Required work: Can you print the A/B test setup page verbatim, starting at "Good vs Bad" and ending at "Find Test Ideas)"?
(Text under study)
Claude-Skills ab-test-setup

install

source · Clone the upstream repo

git clone https://github.com/borghei/Claude-Skills

Claude Code · Install into ~/.claude/skills/

T=$(mktemp -d) && git clone --depth=1 https://github.com/borghei/Claude-Skills "$T" && mkdir -p ~/.claude/skills && cp -r "$T/product-team/ab-test-setup" ~/.claude/skills/borghei-claude-skills-ab-test-setup-2fce94 && rm -rf "$T"

manifest: product-team/ab-test-setup/SKILL.md

source content

A/B Test Setup - Experimentation Design & Analysis

Category: Product Team Tags: A/B testing, experiments, statistical significance, sample size, feature flags, hypothesis testing

Overview

A/B Test Setup provides the complete framework for designing experiments that produce statistically valid, actionable results. Most A/B tests fail not because the variant was wrong, but because the test was poorly designed: wrong sample size, wrong metric, or someone peeked at results and stopped early. This skill prevents those mistakes.

The Experiment Lifecycle

1. HYPOTHESIZE  →  2. DESIGN  →  3. CALCULATE  →  4. IMPLEMENT
       ↑                                                    │
       │                                                    ▼
7. ITERATE  ←  6. DOCUMENT  ←  5. ANALYZE  ←  [Run to completion]

Step 1: Hypothesis Formulation

The Hypothesis Template

Because [observation or data point],
we believe [specific change]
will cause [measurable outcome]
for [defined audience segment].

We'll know this is true when [primary metric] changes by [minimum detectable effect].
We'll watch [guardrail metrics] to ensure no negative impact.

Good vs Bad Hypotheses

Quality	Hypothesis	Problem
Bad	"Changing the button color might increase clicks"	No data basis, no target, no measurement plan
Mediocre	"A green button will get more clicks than blue"	No "why", no target size, no guardrails
Good	"Because heatmaps show 40% of users don't notice our CTA, making the button 2x larger with contrasting color will increase CTA clicks by 15%+ for new visitors. Guardrail: page load time stays under 2s."	Data-backed, specific change, measurable outcome, defined audience, guardrail

Hypothesis Sources (Where to Find Test Ideas)
(End Text under study)
(Records)
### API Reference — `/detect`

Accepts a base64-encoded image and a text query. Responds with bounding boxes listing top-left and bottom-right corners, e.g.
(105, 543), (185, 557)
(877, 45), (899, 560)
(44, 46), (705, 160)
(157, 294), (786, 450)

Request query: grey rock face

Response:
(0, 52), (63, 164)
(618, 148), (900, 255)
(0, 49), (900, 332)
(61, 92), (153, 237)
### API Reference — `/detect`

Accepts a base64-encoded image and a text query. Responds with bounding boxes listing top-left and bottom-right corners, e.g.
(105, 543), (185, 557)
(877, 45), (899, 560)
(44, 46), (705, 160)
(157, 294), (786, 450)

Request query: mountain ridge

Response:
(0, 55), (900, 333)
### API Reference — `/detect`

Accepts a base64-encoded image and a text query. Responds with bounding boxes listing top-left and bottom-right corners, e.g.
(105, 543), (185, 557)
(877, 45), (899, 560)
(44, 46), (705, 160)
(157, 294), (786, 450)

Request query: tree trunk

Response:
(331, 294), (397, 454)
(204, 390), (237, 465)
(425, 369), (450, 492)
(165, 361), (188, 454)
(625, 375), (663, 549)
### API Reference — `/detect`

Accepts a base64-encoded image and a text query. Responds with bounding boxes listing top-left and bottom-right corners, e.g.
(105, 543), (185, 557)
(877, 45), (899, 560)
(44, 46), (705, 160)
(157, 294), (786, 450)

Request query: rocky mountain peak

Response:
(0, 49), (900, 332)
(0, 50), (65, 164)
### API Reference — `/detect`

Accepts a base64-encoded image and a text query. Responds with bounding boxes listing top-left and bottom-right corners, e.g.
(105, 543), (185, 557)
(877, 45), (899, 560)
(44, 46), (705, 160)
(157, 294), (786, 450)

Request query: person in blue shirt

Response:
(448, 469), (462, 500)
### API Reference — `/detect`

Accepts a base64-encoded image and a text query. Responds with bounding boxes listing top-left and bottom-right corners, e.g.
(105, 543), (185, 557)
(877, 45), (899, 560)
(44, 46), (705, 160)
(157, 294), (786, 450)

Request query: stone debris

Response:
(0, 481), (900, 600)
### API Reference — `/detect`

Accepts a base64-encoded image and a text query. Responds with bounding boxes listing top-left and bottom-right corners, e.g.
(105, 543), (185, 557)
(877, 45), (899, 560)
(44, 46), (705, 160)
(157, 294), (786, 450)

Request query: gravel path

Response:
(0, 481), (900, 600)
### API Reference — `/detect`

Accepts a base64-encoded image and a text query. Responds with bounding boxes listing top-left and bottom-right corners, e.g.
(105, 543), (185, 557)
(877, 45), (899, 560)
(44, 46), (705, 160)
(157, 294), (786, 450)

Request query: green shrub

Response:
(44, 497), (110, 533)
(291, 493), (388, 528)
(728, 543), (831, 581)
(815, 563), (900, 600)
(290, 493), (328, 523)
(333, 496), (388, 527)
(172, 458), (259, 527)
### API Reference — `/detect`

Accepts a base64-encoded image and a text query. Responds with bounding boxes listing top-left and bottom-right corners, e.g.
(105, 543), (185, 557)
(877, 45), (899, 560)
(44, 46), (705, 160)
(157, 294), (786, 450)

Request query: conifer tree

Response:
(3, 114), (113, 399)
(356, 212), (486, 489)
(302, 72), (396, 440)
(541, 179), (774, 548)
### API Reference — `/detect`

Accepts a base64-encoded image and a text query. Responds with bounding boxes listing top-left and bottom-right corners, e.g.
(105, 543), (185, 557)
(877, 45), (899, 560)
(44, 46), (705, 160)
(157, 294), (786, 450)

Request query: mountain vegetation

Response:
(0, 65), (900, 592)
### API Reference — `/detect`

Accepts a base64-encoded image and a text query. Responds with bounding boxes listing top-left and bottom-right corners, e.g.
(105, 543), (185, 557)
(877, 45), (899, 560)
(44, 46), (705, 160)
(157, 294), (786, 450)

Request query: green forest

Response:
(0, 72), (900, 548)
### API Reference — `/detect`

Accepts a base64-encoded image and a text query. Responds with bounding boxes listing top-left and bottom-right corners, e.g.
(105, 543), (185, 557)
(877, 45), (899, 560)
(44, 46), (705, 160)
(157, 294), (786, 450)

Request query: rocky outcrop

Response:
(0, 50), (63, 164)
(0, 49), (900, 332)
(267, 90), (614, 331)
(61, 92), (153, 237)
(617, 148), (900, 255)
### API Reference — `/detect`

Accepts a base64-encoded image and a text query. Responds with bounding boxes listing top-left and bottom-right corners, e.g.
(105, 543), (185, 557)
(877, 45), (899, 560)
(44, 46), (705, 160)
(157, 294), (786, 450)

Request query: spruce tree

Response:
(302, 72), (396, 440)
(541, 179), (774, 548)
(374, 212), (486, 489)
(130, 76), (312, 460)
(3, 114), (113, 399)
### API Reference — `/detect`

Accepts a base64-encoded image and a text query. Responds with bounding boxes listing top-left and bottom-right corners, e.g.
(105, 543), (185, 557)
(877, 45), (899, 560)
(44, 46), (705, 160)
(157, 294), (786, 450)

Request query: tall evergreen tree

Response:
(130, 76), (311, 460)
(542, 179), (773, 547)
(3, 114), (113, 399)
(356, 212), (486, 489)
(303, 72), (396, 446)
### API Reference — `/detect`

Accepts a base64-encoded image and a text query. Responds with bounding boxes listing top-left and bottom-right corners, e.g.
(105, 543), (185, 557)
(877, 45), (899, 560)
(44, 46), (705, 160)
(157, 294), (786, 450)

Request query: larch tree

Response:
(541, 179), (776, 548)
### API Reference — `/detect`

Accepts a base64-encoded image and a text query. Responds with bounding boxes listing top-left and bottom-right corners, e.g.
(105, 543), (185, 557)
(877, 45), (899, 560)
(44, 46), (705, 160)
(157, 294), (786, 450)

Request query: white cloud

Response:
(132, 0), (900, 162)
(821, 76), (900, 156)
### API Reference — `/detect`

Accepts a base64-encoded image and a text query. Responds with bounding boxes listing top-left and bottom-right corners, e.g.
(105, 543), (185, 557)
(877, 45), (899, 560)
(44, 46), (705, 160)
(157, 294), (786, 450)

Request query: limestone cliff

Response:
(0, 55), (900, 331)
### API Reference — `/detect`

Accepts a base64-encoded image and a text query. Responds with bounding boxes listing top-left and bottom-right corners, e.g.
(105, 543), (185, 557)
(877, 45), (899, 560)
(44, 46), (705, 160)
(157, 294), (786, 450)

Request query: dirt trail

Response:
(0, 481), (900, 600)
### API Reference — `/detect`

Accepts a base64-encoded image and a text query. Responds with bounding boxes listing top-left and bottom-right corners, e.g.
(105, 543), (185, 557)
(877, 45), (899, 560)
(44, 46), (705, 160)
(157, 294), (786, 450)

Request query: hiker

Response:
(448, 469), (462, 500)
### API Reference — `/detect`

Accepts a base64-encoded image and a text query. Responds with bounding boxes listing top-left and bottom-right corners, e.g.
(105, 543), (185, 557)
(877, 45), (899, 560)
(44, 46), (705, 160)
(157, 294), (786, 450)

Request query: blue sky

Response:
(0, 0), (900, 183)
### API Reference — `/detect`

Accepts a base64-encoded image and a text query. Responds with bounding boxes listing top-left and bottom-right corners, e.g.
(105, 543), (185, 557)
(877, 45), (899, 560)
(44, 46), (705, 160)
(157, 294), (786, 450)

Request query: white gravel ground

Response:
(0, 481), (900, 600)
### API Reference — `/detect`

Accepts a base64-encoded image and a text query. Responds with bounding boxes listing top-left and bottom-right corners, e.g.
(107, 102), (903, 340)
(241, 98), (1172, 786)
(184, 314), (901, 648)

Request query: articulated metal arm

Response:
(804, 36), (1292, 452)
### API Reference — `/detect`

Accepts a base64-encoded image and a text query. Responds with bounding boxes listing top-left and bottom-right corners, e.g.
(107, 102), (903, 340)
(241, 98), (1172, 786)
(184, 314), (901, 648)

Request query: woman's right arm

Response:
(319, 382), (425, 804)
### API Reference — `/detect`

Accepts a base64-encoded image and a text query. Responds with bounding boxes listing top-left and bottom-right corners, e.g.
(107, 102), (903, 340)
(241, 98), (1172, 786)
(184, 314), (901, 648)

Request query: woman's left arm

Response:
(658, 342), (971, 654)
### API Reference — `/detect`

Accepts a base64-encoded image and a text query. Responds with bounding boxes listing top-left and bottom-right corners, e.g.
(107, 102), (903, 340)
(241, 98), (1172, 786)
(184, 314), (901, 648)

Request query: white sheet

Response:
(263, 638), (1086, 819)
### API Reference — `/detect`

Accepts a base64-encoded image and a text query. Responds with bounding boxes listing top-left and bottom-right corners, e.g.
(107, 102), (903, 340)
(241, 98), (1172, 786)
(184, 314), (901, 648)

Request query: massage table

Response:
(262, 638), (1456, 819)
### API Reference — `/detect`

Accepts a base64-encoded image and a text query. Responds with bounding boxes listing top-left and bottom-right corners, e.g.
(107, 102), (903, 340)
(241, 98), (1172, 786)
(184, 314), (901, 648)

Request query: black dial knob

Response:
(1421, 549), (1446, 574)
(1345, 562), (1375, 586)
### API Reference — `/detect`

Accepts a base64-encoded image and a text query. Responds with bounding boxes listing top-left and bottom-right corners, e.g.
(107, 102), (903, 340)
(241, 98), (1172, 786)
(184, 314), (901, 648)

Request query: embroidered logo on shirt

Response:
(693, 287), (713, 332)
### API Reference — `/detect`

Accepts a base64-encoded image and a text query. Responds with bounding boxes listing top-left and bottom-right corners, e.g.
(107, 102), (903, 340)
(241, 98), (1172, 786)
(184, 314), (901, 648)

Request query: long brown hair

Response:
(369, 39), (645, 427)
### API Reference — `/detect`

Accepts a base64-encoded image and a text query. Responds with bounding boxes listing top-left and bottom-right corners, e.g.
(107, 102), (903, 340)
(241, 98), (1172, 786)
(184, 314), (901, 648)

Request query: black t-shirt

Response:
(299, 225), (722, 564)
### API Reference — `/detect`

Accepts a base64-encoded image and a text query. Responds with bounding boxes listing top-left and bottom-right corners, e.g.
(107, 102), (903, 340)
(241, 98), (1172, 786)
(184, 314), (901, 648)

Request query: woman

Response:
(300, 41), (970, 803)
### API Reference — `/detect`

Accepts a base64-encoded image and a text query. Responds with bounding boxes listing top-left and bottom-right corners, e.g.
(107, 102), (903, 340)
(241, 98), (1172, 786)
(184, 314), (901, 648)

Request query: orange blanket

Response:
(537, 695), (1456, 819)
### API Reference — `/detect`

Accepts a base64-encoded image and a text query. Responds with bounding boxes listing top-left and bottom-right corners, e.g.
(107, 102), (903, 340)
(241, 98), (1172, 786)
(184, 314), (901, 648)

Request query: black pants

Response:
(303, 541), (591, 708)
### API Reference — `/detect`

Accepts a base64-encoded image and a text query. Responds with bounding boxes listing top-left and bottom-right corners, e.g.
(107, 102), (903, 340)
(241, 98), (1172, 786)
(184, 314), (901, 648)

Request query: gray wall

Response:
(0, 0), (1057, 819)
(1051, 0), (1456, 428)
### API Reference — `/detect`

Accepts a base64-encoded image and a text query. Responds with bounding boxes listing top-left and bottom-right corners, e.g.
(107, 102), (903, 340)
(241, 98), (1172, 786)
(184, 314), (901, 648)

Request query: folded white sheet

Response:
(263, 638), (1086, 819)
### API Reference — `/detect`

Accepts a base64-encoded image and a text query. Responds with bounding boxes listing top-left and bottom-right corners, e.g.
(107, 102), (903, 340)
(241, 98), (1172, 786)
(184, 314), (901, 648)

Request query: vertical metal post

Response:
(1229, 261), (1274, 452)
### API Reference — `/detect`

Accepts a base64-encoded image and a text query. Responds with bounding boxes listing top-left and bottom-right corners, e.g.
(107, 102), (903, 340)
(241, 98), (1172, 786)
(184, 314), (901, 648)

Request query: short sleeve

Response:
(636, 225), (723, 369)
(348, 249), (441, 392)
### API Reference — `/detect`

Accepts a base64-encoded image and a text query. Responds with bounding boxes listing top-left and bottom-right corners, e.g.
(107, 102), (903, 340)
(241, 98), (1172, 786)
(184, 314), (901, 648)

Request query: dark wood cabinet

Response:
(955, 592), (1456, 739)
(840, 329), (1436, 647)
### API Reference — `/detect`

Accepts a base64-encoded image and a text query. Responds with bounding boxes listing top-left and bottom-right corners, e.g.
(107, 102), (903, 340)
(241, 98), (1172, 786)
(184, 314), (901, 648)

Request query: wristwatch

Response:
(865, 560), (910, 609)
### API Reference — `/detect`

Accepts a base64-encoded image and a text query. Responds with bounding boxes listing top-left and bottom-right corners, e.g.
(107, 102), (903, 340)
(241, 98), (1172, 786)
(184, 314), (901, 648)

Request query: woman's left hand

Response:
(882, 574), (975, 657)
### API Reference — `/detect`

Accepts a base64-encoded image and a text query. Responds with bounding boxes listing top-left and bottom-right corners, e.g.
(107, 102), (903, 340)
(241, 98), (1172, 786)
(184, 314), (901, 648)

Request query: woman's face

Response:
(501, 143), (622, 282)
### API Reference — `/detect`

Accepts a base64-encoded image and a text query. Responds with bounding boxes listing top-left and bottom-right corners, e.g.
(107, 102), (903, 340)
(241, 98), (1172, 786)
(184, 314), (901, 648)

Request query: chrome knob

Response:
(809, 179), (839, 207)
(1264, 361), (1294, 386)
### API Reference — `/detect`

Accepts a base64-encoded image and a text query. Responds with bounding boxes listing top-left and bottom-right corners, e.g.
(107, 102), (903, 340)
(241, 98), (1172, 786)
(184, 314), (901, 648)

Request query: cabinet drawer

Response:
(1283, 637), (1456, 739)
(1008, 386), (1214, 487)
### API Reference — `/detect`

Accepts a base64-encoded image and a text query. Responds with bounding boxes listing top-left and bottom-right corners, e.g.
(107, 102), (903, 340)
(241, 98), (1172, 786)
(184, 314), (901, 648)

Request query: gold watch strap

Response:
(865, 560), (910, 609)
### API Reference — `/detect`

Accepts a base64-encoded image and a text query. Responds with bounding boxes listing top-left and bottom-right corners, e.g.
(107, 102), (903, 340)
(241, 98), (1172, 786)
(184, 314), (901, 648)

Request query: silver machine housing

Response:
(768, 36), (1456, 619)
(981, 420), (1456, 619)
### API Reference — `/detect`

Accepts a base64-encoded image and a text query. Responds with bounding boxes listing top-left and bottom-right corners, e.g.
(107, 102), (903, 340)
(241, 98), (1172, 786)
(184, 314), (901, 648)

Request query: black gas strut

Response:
(End Records)
Response to the exercise:
Good vs Bad Hypotheses

Quality	Hypothesis	Problem
Bad	"Changing the button color might increase clicks"	No data basis, no target, no measurement plan
Mediocre	"A green button will get more clicks than blue"	No "why", no target size, no guardrails
Good	"Because heatmaps show 40% of users don't notice our CTA, making the button 2x larger with contrasting color will increase CTA clicks by 15%+ for new visitors. Guardrail: page load time stays under 2s."	Data-backed, specific change, measurable outcome, defined audience, guardrail

Hypothesis Sources (Where to Find Test Ideas)